• _What you will do_:
Which lines in the records below contain the word "mask"? Return each of them.

[Dataset entries]
:::

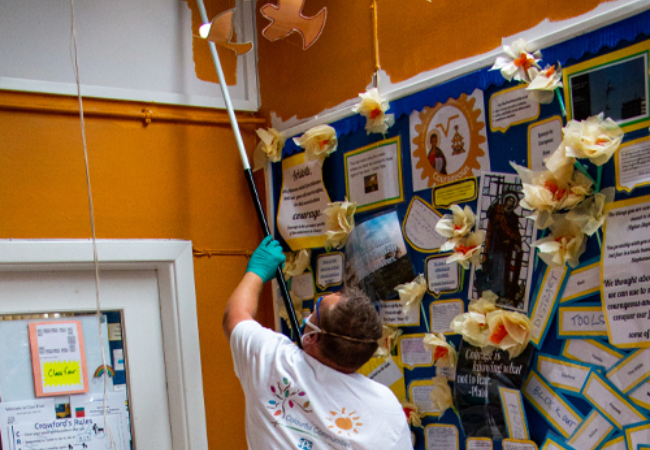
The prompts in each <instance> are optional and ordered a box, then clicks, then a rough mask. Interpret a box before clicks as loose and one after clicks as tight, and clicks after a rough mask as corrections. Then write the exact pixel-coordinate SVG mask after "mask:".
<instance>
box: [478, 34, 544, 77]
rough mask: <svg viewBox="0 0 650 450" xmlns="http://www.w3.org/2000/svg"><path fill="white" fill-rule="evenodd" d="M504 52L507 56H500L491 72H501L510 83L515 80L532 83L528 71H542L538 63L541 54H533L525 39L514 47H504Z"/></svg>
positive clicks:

:::

• _Your solution_:
The prompts in each <instance> are optional and ordered a box, then clicks, then a rough mask. Interpret a box before clicks as loose and one after clicks as tight, and clicks after a rough mask as corrections. Then write the exact pixel-coordinate SVG mask after "mask:".
rough mask: <svg viewBox="0 0 650 450" xmlns="http://www.w3.org/2000/svg"><path fill="white" fill-rule="evenodd" d="M504 52L507 56H500L491 72H501L510 83L515 80L532 83L528 71H542L538 63L541 54H533L525 39L514 47H504Z"/></svg>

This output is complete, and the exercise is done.